## BEGIN RECORD SET
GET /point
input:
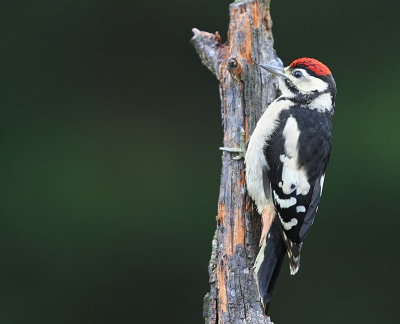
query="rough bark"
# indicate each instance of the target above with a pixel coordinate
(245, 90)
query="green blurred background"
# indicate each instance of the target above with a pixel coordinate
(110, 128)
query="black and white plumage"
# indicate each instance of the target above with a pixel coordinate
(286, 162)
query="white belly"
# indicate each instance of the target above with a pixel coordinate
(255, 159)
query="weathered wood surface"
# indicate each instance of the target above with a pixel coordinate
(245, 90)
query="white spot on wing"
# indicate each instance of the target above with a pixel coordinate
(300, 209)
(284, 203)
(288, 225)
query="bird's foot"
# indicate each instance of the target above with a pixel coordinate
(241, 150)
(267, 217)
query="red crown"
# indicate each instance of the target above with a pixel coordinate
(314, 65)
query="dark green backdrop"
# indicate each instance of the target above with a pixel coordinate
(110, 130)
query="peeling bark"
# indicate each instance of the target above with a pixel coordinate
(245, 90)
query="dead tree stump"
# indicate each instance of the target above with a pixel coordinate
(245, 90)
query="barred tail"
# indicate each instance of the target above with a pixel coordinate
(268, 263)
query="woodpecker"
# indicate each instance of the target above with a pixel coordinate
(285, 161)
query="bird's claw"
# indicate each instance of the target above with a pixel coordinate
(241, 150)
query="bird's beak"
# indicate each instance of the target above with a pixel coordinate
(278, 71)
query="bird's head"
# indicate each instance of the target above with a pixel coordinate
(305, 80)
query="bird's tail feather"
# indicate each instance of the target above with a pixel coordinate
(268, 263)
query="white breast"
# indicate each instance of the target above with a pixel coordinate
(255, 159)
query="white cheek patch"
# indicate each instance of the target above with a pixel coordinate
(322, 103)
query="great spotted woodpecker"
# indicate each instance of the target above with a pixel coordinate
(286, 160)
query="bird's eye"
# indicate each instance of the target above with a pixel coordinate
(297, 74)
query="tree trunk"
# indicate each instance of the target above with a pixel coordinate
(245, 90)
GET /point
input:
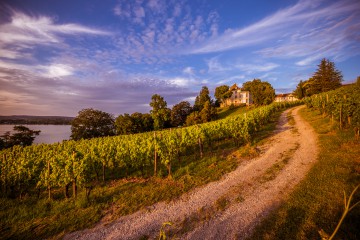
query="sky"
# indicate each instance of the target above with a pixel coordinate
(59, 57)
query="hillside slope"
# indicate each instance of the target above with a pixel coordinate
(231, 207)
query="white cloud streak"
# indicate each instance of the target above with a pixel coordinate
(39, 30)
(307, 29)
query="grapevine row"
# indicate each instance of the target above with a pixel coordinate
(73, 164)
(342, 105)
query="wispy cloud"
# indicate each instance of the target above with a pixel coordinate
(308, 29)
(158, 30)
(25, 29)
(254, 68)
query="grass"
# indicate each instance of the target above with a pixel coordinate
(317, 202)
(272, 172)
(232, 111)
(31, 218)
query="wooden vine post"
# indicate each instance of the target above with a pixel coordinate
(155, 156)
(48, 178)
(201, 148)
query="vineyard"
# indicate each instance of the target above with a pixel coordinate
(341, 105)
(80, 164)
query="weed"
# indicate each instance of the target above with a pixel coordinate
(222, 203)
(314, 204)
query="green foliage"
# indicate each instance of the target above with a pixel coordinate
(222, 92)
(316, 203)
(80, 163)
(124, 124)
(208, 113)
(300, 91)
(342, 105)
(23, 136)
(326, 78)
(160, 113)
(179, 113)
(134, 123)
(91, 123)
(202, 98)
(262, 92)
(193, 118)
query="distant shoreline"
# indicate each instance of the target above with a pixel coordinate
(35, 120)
## END RECORD SET
## BEGIN RECORD SET
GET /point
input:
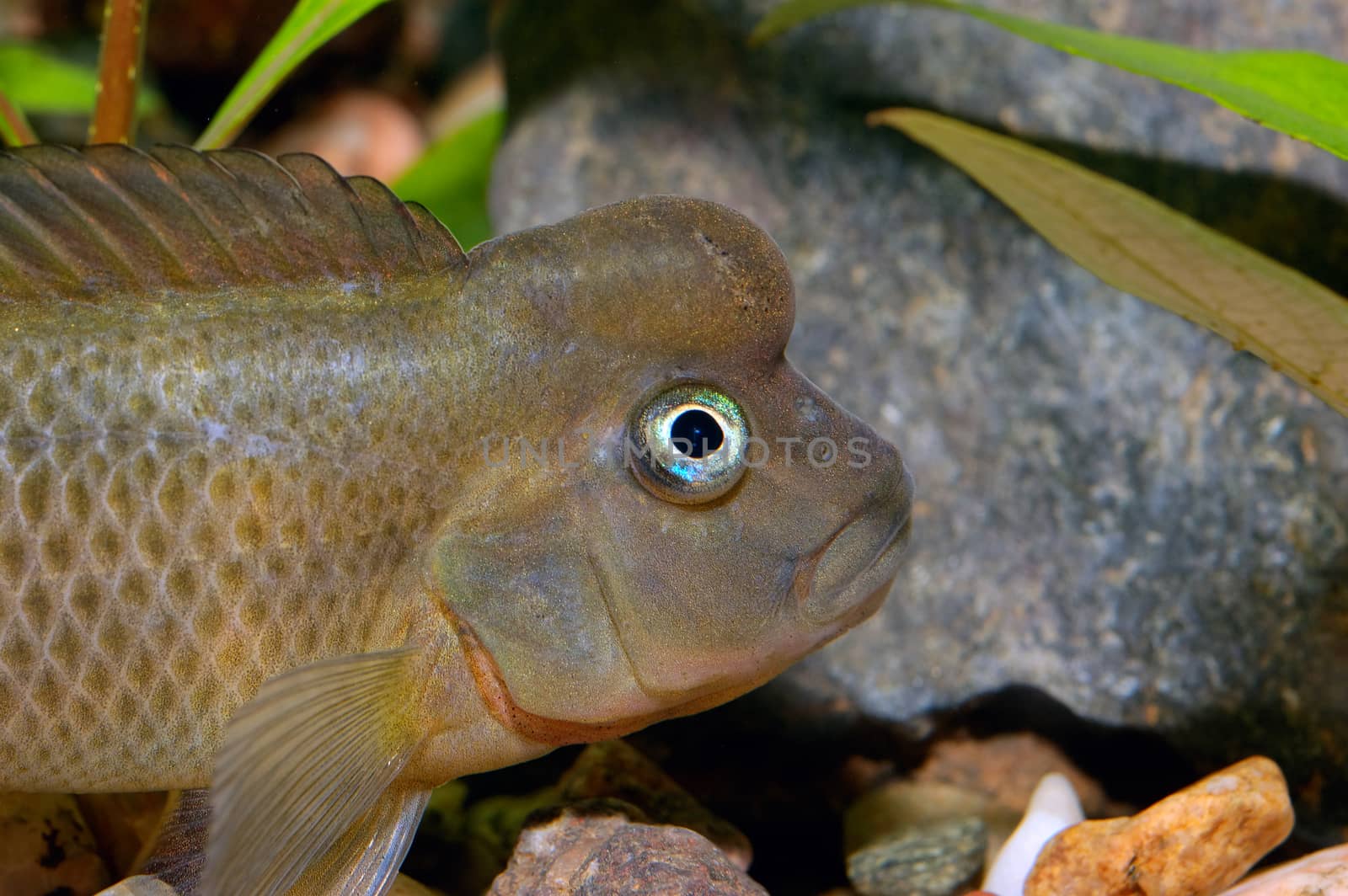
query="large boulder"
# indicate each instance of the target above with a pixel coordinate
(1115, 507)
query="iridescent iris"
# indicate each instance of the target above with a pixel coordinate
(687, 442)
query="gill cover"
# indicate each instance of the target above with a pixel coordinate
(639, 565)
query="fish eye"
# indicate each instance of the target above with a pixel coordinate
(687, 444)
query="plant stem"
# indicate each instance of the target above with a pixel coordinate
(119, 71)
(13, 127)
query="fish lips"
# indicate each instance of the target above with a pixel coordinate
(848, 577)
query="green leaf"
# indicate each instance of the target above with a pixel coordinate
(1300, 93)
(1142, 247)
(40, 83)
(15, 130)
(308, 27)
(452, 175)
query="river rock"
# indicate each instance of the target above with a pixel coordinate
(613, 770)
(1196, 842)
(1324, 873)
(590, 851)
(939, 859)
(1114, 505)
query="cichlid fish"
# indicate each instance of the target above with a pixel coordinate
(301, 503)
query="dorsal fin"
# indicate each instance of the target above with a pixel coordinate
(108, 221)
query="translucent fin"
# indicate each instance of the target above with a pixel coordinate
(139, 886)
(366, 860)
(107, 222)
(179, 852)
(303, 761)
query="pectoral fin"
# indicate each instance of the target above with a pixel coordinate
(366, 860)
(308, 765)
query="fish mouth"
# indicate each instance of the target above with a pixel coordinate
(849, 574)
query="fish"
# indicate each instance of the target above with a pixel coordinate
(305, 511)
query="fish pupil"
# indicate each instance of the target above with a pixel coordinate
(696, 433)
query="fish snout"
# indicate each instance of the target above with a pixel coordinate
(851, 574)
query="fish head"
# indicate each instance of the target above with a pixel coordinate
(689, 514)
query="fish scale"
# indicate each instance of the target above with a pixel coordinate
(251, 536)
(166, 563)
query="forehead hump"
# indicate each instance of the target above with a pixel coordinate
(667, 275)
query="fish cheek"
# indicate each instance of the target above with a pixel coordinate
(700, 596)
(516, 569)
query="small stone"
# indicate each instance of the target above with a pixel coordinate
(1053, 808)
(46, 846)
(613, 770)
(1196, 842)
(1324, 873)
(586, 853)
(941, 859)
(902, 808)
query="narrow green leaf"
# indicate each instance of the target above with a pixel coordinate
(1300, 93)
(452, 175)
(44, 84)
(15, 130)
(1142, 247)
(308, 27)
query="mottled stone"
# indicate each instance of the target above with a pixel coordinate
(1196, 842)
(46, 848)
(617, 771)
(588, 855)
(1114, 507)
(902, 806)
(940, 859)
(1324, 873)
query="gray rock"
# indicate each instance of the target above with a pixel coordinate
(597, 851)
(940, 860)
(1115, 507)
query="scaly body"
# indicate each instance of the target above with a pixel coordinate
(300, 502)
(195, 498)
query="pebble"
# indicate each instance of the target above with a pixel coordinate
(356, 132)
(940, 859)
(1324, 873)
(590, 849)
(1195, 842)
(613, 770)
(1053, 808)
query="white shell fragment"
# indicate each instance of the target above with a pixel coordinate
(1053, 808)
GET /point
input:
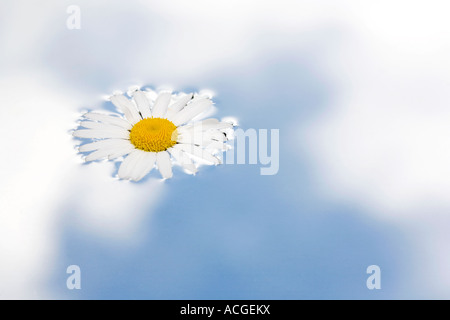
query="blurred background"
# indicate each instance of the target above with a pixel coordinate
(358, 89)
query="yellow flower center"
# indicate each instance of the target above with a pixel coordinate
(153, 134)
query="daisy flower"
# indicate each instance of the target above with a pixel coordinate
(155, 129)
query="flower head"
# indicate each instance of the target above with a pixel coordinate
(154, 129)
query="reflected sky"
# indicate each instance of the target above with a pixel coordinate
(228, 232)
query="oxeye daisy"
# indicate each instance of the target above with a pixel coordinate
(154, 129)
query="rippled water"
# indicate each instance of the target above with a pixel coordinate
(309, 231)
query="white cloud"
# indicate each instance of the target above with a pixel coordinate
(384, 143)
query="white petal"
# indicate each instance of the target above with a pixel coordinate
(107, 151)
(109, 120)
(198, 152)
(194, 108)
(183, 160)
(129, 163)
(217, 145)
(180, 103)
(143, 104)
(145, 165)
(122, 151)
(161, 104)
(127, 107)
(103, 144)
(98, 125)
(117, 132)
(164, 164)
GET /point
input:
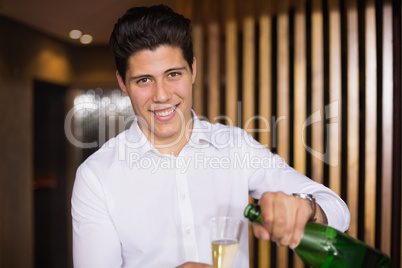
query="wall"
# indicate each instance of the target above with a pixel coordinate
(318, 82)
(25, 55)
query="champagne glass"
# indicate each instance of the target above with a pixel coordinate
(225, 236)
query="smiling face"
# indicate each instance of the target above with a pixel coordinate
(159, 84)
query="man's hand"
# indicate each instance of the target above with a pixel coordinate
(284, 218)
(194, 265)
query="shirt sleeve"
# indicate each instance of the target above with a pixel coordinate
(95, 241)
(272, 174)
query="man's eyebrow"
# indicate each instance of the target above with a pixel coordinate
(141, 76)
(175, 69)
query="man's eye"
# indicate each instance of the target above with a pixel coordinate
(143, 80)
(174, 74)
## END RECORD SET
WHAT TO WORK ON: Please pull out each line of the items above that contains the word "white".

EXPECTED ANSWER:
query="black and white plumage"
query="white belly"
query="white spot on wing"
query="white breast"
query="white cheek patch"
query="white cloud streak"
query="white shell fragment"
query="white cloud"
query="white petal"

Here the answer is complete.